Work to be completed:
Using the records below, copy out exactly the line that contains "of the electrical" and every line that follows it, up to and including the last, and no others.

Exercise materials:
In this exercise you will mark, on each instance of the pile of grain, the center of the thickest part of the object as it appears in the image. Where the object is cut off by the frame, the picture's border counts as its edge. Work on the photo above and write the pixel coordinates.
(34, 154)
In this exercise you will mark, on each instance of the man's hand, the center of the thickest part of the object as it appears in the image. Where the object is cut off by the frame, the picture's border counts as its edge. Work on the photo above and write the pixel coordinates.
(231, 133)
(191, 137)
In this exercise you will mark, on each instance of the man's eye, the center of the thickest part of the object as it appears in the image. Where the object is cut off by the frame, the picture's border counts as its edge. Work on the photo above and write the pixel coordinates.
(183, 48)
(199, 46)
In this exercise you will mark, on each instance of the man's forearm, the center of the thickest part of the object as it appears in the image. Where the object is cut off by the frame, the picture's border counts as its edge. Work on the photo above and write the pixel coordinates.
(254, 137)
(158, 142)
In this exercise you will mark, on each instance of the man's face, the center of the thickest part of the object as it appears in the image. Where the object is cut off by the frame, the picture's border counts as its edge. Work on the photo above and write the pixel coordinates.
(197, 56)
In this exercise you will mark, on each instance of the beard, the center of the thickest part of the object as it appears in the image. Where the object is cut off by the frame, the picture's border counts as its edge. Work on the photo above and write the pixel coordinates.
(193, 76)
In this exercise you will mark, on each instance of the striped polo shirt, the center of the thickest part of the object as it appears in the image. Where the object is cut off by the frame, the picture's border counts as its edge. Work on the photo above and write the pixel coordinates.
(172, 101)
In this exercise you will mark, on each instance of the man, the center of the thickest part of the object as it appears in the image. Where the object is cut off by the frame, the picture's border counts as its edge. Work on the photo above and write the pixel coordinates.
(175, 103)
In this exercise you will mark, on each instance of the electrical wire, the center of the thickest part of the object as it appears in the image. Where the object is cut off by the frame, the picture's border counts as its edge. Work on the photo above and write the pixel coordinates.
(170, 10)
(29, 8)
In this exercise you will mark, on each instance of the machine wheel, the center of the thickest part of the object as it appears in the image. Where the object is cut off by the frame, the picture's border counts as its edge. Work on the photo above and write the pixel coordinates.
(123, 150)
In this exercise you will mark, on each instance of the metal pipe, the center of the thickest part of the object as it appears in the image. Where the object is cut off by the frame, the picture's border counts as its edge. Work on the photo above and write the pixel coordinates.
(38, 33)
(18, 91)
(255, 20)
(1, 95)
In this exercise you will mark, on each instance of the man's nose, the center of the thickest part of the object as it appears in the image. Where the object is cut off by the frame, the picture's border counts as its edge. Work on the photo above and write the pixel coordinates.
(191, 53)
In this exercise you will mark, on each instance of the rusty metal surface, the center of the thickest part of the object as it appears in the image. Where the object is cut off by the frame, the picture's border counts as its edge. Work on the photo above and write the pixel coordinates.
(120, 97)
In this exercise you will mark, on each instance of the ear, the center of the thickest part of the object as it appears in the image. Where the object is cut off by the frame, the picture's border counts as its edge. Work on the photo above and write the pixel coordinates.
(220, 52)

Expected answer:
In this exercise you will mark, on each instance of the electrical wire, the center of the thickest part of the object as it appears in the image. Where the object is cut off by the frame, the picture's border counts as its edge. Work on the photo above and write the pixel coordinates.
(170, 10)
(29, 8)
In this exercise you will mark, on each instance of the machine wheel, the center of the thickest part of the object as it appears in the image. Where the object is cut off by the frame, the picture's border counts as its edge. Work on the photo above and write the pixel coordinates.
(123, 150)
In this exercise you will mark, on each instance of the metal pipe, the center of the thickest part of the object as it appears in the image. Where the object is cut off by the frame, the picture's border counts as its edge. Work on the photo above and write the pixel coordinates.
(38, 33)
(18, 91)
(255, 20)
(1, 95)
In this exercise you will mark, on each instance of the man's nose, the center of the thickest part of the object as it appears in the image. Where the object is cut off by the frame, the picture's border counts as its edge. Work on the photo above and write the pixel coordinates.
(191, 53)
In this exercise you will mark, on each instance of the rusty metal surface, the center of the thickest part of the object as it appears in the image. Where the object is cut off by the frame, the picture's border counts as its edge. Work on the photo above and write the pixel coordinates.
(120, 97)
In this exercise you will mark, on each instance of the ear, the center of the thickest part of the object as it appears in the image. Where the object is cut off by the frame, the picture's border counts as its edge. Work on the photo above and write the pixel coordinates.
(220, 52)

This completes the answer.